| PROBLEM TO SOLVE |
Output everything in the Ecuador market text from "As the animal" down to "much, much more.", word for word.

| TEXT SECTION |
Start
Tiring of the sheep, we headed to the pig section of the market, which was much, more noisier. I could only wonder how anyone can stand to work in a slaughterhouse. These pigs weren’t facing the hatchet (well at least not yet) but they sure did scream bloody murder as they were taken off of or loaded onto trucks.

From the pigs, we made a brief stop in the cow area, but weren’t nearly as entertained here, as the cows did nothing but chew their cud or nibble the grass.

In addition to the animal watching, we also did a good bit of people watching. The indigeneous people here amaze me. I think they can carry absolutely anything on their back. And watching them work in whatever conditions—mud and muck almost always present—while wearing skirts and shawls and hats and stockings makes me feel a bit self-conscious about how much thought I put into having the “right” clothes for whatever activity I’m doing.

As the animal market drew to a close and all the families settled in for hearty lunches (yes, it was only 8 a.m., but I imagine many of these people had been up since 3 a.m.), we headed for the seven squares of the town, in which vendors were selling just about anything you could want.

We saw women selling sugar cane and men sewing.

We saw huge bags of grains and pastas, baskets full of guinea pigs, some seriously silly looking chickens, worn (but not yet worn out) shoes, all the fabulous fruits and vegetables that they grow in Ecuador, blocks of sugar, and much, much more.

It was a fascinating look at local culture, and though we didn’t buy anything—except food (red bananas, small plums called claudias, mandarins, fried corn and cheese patties, fry bread, popcorn balls, and a grilled banana), I think it’s our favorite market experience so far.
End
| PROVIDED DATA |
Start
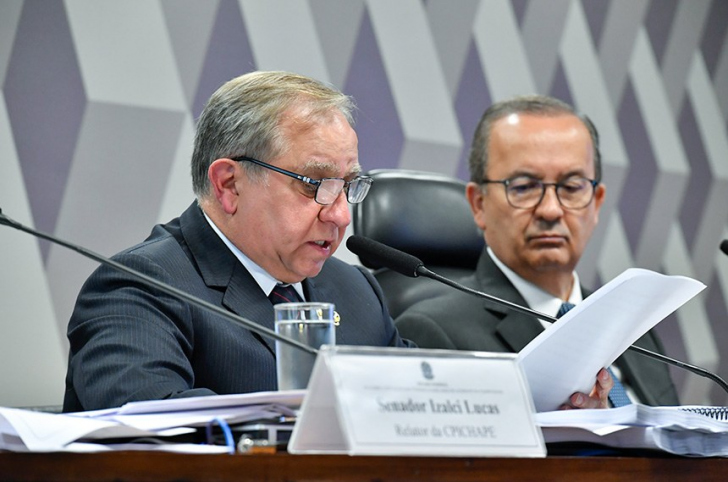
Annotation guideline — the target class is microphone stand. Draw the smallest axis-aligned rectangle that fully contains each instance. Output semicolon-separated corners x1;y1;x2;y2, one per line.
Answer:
416;264;728;393
0;209;318;355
End
| RESPONSE TO THE TASK |
As the animal market drew to a close and all the families settled in for hearty lunches (yes, it was only 8 a.m., but I imagine many of these people had been up since 3 a.m.), we headed for the seven squares of the town, in which vendors were selling just about anything you could want.

We saw women selling sugar cane and men sewing.

We saw huge bags of grains and pastas, baskets full of guinea pigs, some seriously silly looking chickens, worn (but not yet worn out) shoes, all the fabulous fruits and vegetables that they grow in Ecuador, blocks of sugar, and much, much more.